*WORK INSTRUCTION*
Copy out all of the data word for word. Omit every picture.
*** Opening of INFORMATION ***
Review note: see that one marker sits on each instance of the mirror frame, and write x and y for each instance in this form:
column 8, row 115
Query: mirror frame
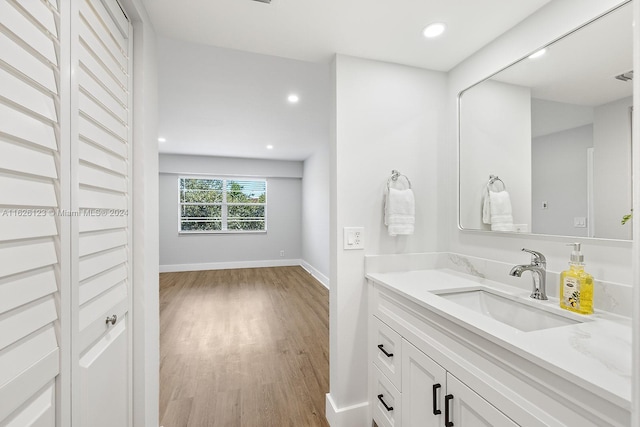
column 458, row 132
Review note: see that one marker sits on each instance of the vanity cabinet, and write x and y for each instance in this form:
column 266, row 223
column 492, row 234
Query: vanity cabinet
column 425, row 365
column 410, row 389
column 434, row 397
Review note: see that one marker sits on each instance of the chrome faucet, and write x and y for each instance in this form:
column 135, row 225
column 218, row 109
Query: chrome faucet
column 538, row 269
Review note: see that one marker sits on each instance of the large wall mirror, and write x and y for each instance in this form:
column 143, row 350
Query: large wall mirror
column 555, row 128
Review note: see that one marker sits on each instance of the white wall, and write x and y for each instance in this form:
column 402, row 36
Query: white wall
column 551, row 116
column 315, row 215
column 184, row 252
column 495, row 139
column 386, row 117
column 606, row 260
column 612, row 169
column 559, row 179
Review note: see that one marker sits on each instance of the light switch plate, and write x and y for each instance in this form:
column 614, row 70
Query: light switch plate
column 580, row 222
column 353, row 238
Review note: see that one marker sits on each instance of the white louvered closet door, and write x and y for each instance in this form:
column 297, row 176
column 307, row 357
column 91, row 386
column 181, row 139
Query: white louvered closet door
column 101, row 236
column 30, row 240
column 64, row 214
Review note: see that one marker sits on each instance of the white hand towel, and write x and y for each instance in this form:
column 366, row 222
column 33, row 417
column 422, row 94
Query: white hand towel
column 399, row 212
column 501, row 213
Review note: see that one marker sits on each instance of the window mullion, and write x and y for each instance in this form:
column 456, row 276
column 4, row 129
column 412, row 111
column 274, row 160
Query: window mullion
column 224, row 205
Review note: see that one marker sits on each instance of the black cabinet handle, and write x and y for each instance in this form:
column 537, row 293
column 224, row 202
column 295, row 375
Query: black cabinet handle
column 447, row 414
column 381, row 347
column 436, row 411
column 387, row 407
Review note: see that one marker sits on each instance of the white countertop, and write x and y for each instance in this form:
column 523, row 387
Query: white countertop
column 595, row 354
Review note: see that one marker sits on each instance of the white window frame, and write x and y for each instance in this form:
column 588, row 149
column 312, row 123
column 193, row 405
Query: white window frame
column 224, row 205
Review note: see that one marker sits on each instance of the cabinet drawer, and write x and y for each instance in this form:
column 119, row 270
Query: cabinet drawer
column 387, row 401
column 387, row 347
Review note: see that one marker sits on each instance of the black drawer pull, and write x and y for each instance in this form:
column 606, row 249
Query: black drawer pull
column 447, row 415
column 436, row 411
column 381, row 347
column 387, row 407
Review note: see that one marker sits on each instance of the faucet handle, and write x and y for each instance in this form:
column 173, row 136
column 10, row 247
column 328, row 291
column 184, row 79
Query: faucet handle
column 536, row 257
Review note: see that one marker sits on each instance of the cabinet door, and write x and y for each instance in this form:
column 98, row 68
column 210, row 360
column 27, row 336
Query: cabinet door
column 465, row 408
column 423, row 389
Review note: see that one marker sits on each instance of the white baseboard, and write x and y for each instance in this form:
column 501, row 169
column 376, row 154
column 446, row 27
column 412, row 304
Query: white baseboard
column 315, row 273
column 350, row 416
column 172, row 268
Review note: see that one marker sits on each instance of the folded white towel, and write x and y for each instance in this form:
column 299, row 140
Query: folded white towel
column 399, row 211
column 500, row 211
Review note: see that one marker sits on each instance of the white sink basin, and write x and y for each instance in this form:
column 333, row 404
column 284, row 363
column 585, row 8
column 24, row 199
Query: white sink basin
column 521, row 315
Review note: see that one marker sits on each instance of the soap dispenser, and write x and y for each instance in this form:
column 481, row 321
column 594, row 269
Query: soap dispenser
column 576, row 285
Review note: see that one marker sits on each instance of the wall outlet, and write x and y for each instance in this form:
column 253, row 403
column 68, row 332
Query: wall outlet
column 353, row 238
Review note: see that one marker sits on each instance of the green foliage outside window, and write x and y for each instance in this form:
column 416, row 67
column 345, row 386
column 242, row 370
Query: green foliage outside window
column 211, row 204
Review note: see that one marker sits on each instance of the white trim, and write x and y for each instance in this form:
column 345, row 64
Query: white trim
column 354, row 415
column 172, row 268
column 324, row 280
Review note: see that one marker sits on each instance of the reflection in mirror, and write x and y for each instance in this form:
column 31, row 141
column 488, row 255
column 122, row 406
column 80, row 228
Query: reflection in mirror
column 556, row 130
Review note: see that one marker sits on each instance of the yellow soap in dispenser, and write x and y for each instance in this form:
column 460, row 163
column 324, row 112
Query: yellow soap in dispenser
column 576, row 285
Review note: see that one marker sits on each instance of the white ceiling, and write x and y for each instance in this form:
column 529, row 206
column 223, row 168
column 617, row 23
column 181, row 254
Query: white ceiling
column 300, row 30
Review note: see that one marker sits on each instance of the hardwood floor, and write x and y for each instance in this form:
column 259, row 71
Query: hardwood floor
column 245, row 347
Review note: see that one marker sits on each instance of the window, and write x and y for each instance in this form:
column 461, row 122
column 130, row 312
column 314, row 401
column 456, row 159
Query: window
column 220, row 205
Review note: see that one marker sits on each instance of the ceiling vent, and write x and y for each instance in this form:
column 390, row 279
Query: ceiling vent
column 625, row 77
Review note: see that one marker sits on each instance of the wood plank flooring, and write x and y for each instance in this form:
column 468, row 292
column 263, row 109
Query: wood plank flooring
column 244, row 347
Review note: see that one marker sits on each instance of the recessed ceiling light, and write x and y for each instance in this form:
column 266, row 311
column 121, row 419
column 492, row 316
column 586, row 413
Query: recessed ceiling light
column 434, row 30
column 538, row 54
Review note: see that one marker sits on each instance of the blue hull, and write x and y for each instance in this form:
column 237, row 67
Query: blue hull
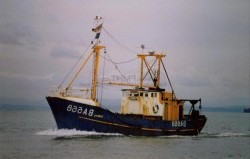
column 73, row 115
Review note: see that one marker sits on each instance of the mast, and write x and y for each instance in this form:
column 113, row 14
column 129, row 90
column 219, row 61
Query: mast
column 97, row 50
column 155, row 78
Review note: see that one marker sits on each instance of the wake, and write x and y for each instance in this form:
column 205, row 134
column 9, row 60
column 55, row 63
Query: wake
column 72, row 133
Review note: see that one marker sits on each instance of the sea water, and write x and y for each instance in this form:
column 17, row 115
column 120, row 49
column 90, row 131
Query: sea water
column 32, row 133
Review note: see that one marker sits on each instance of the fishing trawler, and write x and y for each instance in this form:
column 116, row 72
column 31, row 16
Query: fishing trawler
column 146, row 109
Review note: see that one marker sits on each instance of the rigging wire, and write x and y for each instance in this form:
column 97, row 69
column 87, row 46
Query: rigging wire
column 117, row 41
column 116, row 67
column 118, row 63
column 74, row 66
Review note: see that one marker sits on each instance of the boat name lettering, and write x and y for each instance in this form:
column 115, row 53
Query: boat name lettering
column 80, row 110
column 179, row 124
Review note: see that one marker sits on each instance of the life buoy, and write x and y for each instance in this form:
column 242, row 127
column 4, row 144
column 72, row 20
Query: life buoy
column 155, row 108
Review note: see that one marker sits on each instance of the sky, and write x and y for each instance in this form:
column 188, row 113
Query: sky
column 207, row 45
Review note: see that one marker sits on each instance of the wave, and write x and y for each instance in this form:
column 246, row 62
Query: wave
column 225, row 134
column 72, row 133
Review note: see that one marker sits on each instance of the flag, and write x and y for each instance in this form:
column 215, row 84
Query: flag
column 97, row 35
column 97, row 29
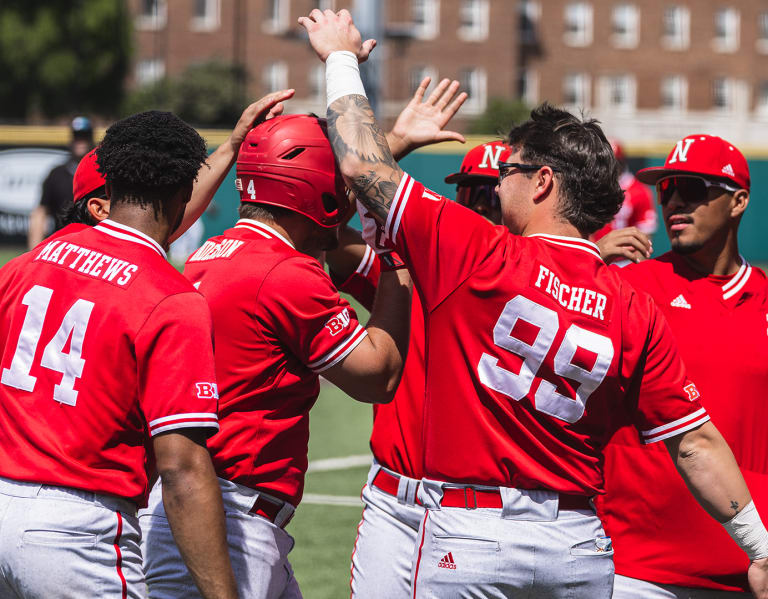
*** Close of INFORMATION ***
*ANSWER SECTION*
Review note: see that one marker sits on each instance of the mirror frame, and write x and y for each instance in this form:
column 8, row 115
Query: mirror frame
column 458, row 132
Review note: see that one marker sits on each instance of the vanity cabinet, and write x and y for each instance in this form:
column 266, row 223
column 492, row 234
Query: vanity cabinet
column 425, row 365
column 410, row 389
column 434, row 397
Review note: see that one marker sits on each instance of the chrome faucet, and write x and y for each instance in this form:
column 135, row 225
column 218, row 109
Query: chrome faucet
column 538, row 269
Review note: see that one marker sits on each instance of the large wall mirror, and write x and y for each instance in this form:
column 143, row 350
Query: large wall mirror
column 555, row 128
Review note: see that one marker sits on each instance of the white wall, and write x and y for each instance in this form:
column 402, row 36
Query: white wall
column 551, row 116
column 315, row 215
column 184, row 252
column 495, row 139
column 386, row 117
column 606, row 260
column 612, row 169
column 559, row 179
Review note: see that one marker sits on each instance of the light switch plate, and write x and y for each instance in this form:
column 614, row 70
Query: light switch plate
column 580, row 222
column 353, row 238
Review note: see that one marker sits on each instance of the white louvered closet door, and write x and y for each instance in this form:
column 297, row 176
column 307, row 357
column 91, row 386
column 181, row 139
Query: white louvered closet door
column 101, row 236
column 30, row 240
column 64, row 214
Review note: see that one marker sits on each instance of the white hand towel, and write x and y for each instance in this form:
column 366, row 222
column 33, row 417
column 422, row 94
Query: white hand towel
column 399, row 212
column 501, row 213
Review note: see that one marker sits on each instance of the window mullion, and write x and y for each instance in this form:
column 456, row 276
column 4, row 129
column 412, row 111
column 274, row 160
Query: window mullion
column 224, row 205
Review note: see that one marker sits on each instance of the black cabinet handle, and write x and y for each instance in this form:
column 537, row 293
column 224, row 202
column 295, row 375
Query: black cabinet handle
column 447, row 414
column 381, row 347
column 436, row 411
column 387, row 407
Review note: see that one marker sits on each instance of the white countertop, and write x and y for each instance in this form:
column 523, row 387
Query: white countertop
column 595, row 354
Review note: see that one marker sits on each instance of the white window frame, and write x and y for each instance in this form:
column 588, row 149
column 312, row 123
column 193, row 405
Query: white window frame
column 224, row 205
Review note: see that one marker sits on each instance of the cabinet drawer, and write x and y for each instance in this form:
column 119, row 270
Query: cabinet drawer
column 387, row 401
column 387, row 347
Review note: see that one marker sits on each instance of the black drawer pull, and write x and y for each instance in this form:
column 606, row 249
Query: black drawer pull
column 447, row 415
column 436, row 411
column 381, row 347
column 387, row 407
Review note: see that one marker sits on each instance of the faucet handle, and write x and y for each instance in this form:
column 173, row 136
column 10, row 247
column 328, row 291
column 184, row 79
Query: faucet handle
column 536, row 257
Review note: see that one marker sits on each instance of the cabinet door, and write x and y for each instance in this form:
column 98, row 68
column 210, row 360
column 27, row 336
Query: cabinet door
column 465, row 408
column 423, row 389
Review note: see that one marker sits on each instance of the white baseboard, and write x and y for each instance in this form:
column 501, row 169
column 376, row 154
column 446, row 27
column 412, row 304
Query: white baseboard
column 315, row 273
column 350, row 416
column 172, row 268
Review note: see that one marker sits on each instance of the folded white towel, and write x and y for each instance in this form:
column 299, row 140
Query: folded white towel
column 399, row 211
column 500, row 211
Review note: see that one marker sits on each instance of the white sink basin, and write x and y for each instance in this form:
column 333, row 404
column 284, row 363
column 585, row 8
column 24, row 199
Query: white sink basin
column 521, row 315
Review note: see that one marker sits on each instance of the soap dispenser, and write x and y for each instance in this form:
column 481, row 321
column 594, row 269
Query: soap dispenser
column 576, row 285
Review note: see that one marker sits on each instance of the wall outlet, and write x and y for each instance in this form:
column 253, row 403
column 68, row 332
Query: wall outlet
column 353, row 238
Review note: see that one marker sits on each instance of the green foliage outside window, and write x and y for each instance in this form:
column 416, row 67
column 345, row 386
column 242, row 370
Query: green foliage outside window
column 211, row 204
Review note: see that one marker sits on each instance of the white trim, and write x and y for each instance in this form:
column 345, row 64
Query: white trim
column 354, row 415
column 172, row 268
column 324, row 280
Review note: see that one marker sits on each instance of the reflection in mirror, and write x and y for each instance in this form:
column 31, row 141
column 488, row 255
column 122, row 406
column 80, row 228
Query: reflection in mirror
column 556, row 130
Review note: see that one marker sits on each instance of the yellow soap in dispenser, and write x and y for each instance in this form:
column 460, row 163
column 324, row 112
Query: yellow soap in dispenser
column 576, row 285
Review note: see that one marker sits on each instance of the white ceiling, and write x and y for each instance in this form:
column 529, row 206
column 223, row 168
column 617, row 23
column 181, row 254
Query: white ceiling
column 300, row 30
Review note: see that one marker sits on each instance of the hardwood floor, and write x and y for each instance in this form:
column 259, row 71
Query: hardwood floor
column 245, row 347
Review note: see that one marker sits on each instance of the window, and write x and y for each instance in this form:
column 461, row 122
column 130, row 312
column 314, row 401
column 456, row 159
Query: window
column 220, row 205
Review note: see that one marker sits on each instance of the ceiling vent, and write x and y for each instance in this form:
column 390, row 279
Query: ceiling vent
column 625, row 77
Review note: see that one marker sits on each instance of the wood plank flooring, and write x and y for each instance in this form:
column 468, row 292
column 263, row 109
Query: wood plank flooring
column 244, row 347
Review note: see that one marker sits on each instance of the recessed ceiling light, and write x and y for each instance in this form:
column 266, row 311
column 121, row 419
column 492, row 316
column 586, row 413
Query: recessed ceiling light
column 434, row 30
column 538, row 54
Review note: see that one marker sits on each instance of the blue hull, and write x and y for each instance in this form:
column 237, row 67
Query: blue hull
column 73, row 115
Review note: see that one marker sits on each instance of the mast, and write x and y for each instance in this form:
column 113, row 14
column 129, row 90
column 219, row 61
Query: mast
column 97, row 50
column 155, row 78
Review note: see that one marker sits on each instance of the wake, and write x and y for each instance in this form:
column 205, row 134
column 9, row 60
column 55, row 63
Query: wake
column 72, row 133
Review note: see that one marker sits on each instance of the sea water, and write x and y for each instance in this form:
column 17, row 115
column 120, row 49
column 90, row 131
Query: sea water
column 32, row 133
Review note: see that one marker sits on each instance of the fishing trawler, and write x and y for each instance in this form:
column 116, row 72
column 31, row 16
Query: fishing trawler
column 146, row 109
Review note: see that one marker sits on each instance of the rigging wire, and write x and y for each instance in this form:
column 97, row 69
column 87, row 46
Query: rigging wire
column 117, row 41
column 116, row 67
column 118, row 63
column 74, row 66
Review note: see that one marker sits on each instance of the boat name lettering, and write x and y for each instance in this form:
column 115, row 53
Query: boat name lettering
column 80, row 110
column 179, row 124
Review note: see that one marker sits on each instance of the life buoy, and write x and y for each instance in this form:
column 242, row 127
column 4, row 144
column 72, row 20
Query: life buoy
column 155, row 108
Review note: see that one marker sits on each instance of the sky, and write x and y for each instance in this form:
column 188, row 113
Query: sky
column 207, row 45
Review note: see that one marker sits on each instance of the wave, and write x and y for each instance in this form:
column 246, row 62
Query: wave
column 225, row 134
column 72, row 133
Review note: see that one marker sits on each instance of the flag, and write x and y for each instance in this form:
column 215, row 84
Query: flag
column 97, row 35
column 97, row 29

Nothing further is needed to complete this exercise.